== ПОСТАНОВКА ЗАДАЧИ ==
Замените в списке «green shrub» на «dense shrub», оставив всё прочее без изменений, и приведите результат без изображений.

(Записи о поиске названных объектов)

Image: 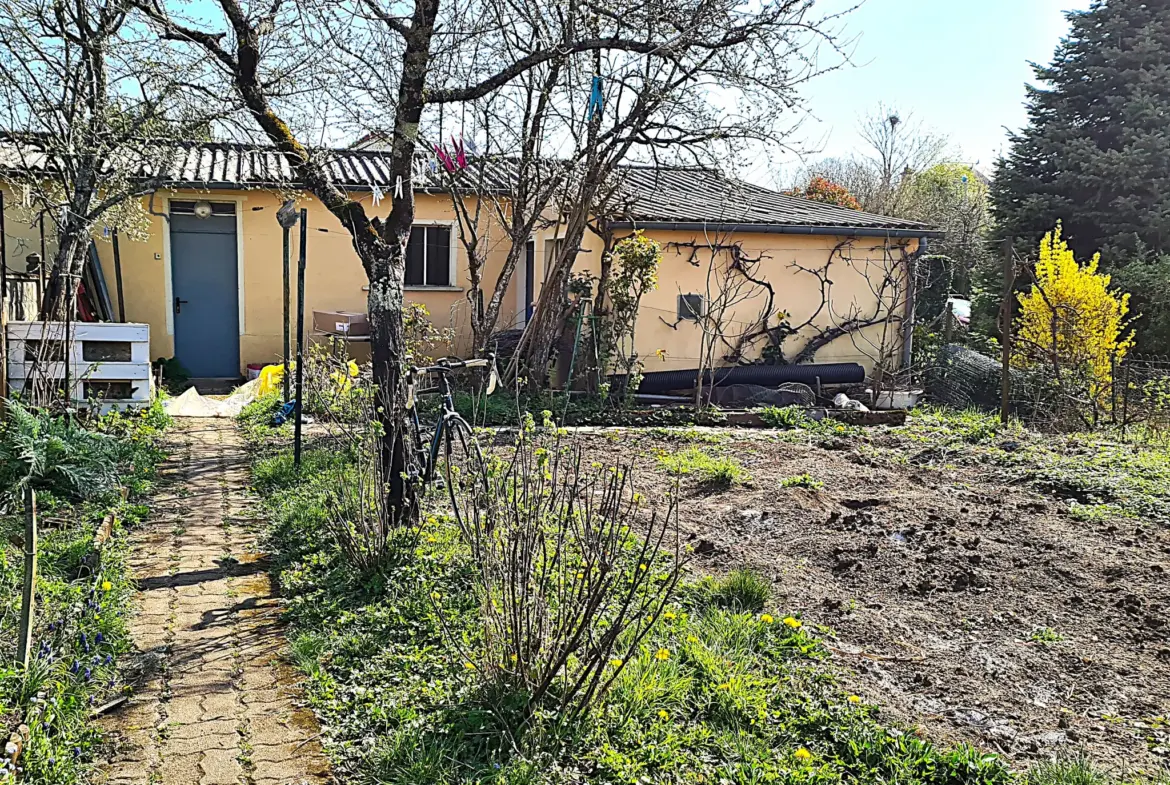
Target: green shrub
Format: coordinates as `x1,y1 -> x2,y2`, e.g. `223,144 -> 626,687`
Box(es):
658,447 -> 751,488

== РЕЗУЛЬТАТ ВЫПОЛНЕНИЯ ==
Image: 
Target: dense shrub
Format: coordinates as `x1,y1 -> x2,y2`, e.g. `223,144 -> 626,687`
Box(es):
658,447 -> 751,488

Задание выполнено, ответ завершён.